- _PROVIDED INFORMATION_:
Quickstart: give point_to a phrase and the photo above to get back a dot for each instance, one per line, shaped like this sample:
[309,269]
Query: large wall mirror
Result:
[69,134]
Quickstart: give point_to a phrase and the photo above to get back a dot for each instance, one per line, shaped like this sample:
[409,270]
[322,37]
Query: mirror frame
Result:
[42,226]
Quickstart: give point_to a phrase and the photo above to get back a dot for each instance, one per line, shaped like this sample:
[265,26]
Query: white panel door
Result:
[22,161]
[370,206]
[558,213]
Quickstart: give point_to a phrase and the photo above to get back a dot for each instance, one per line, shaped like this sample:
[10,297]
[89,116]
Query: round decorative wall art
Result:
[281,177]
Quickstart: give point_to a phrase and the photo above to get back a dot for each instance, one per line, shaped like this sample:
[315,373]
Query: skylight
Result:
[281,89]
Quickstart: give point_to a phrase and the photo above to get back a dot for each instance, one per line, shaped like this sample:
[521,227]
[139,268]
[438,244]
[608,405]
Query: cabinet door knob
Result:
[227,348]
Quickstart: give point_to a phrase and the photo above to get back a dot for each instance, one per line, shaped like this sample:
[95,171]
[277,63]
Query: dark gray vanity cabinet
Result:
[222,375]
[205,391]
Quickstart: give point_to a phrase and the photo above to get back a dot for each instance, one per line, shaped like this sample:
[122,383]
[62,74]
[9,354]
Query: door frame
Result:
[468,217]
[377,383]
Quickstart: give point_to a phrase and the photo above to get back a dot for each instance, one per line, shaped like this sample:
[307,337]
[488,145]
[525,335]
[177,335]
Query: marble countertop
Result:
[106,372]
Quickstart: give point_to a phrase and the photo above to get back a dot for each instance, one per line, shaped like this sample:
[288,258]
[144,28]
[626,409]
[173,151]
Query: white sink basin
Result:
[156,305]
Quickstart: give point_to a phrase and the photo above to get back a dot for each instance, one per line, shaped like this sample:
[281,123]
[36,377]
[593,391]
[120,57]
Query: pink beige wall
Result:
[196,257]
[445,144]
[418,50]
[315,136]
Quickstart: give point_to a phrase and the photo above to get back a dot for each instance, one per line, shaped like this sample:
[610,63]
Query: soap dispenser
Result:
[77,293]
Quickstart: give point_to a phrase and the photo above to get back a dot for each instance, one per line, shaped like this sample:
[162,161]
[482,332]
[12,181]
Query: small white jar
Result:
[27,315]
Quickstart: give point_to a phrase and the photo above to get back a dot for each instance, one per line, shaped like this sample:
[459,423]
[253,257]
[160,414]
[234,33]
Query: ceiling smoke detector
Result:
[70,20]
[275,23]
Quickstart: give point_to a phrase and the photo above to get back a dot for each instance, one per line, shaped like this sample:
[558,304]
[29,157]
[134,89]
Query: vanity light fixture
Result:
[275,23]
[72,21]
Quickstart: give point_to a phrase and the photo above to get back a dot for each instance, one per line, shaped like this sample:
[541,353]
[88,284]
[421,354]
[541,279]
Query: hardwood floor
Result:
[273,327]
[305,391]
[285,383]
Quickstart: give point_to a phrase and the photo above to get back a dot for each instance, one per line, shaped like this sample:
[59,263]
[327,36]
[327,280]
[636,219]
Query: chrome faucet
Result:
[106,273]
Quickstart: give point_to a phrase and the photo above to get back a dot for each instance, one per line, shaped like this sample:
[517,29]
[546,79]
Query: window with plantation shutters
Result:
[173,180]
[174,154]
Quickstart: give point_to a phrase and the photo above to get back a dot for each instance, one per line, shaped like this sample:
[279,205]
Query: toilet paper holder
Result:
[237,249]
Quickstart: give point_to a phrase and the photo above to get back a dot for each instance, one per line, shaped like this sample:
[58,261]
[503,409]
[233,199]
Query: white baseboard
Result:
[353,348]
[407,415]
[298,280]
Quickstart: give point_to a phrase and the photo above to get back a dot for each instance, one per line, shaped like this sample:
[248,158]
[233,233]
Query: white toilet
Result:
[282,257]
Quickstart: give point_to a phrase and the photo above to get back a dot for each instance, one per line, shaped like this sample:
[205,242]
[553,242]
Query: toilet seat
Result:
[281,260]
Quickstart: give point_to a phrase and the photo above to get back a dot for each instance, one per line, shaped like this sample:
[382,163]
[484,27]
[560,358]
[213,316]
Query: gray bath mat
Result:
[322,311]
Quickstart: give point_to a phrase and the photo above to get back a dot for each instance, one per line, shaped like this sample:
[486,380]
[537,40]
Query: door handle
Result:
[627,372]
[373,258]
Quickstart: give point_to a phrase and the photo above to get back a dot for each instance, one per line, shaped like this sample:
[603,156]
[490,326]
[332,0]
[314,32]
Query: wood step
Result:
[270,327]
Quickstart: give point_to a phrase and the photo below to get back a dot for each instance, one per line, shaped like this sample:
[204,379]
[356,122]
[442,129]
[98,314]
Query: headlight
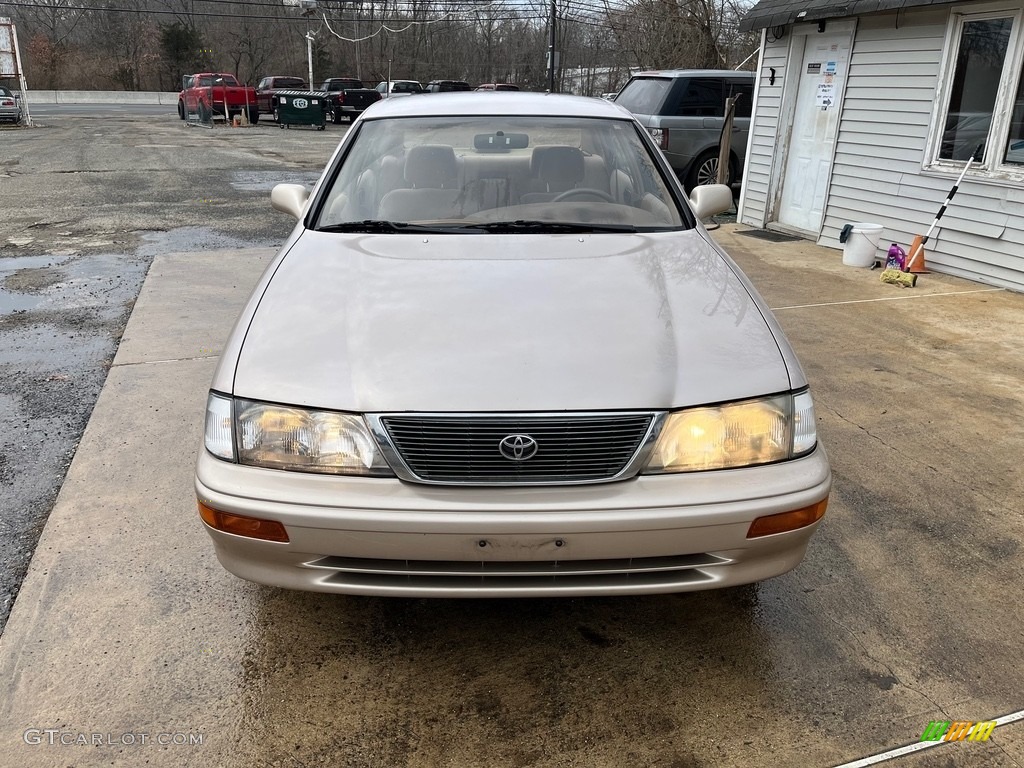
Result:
[292,438]
[218,426]
[736,434]
[283,437]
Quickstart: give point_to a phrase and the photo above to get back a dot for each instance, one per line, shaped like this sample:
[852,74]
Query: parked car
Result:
[10,104]
[210,93]
[347,97]
[443,86]
[268,87]
[398,88]
[499,355]
[684,110]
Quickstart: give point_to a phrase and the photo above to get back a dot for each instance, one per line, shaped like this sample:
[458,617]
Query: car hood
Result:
[459,323]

- _BRIEF_:
Write out word for word every line from the line with "Quickstart: give point_to a phrase and the photo below" through the final line of the records, both included, skipping the pictures.

- _OUTPUT FOR THIS EXERCISE_:
Quickstart: give point_to a phrase and the photo below to get back a dot for each instance, one per line, shaped like this sample:
[204,379]
[356,122]
[442,129]
[98,314]
Query: headlight
Result:
[292,438]
[218,426]
[736,434]
[283,437]
Quickstart: give point_to a phrase and the photo above to get back a dot for each instance, one per line, shaped like this sample:
[852,74]
Query: parked car
Result:
[10,104]
[210,93]
[347,97]
[443,86]
[268,87]
[398,88]
[499,355]
[684,110]
Quickstart: give point_to a phrase and the photo above to get back a dot for each instance, one per line, shaped like this sample:
[458,617]
Query: car hood
Result:
[459,323]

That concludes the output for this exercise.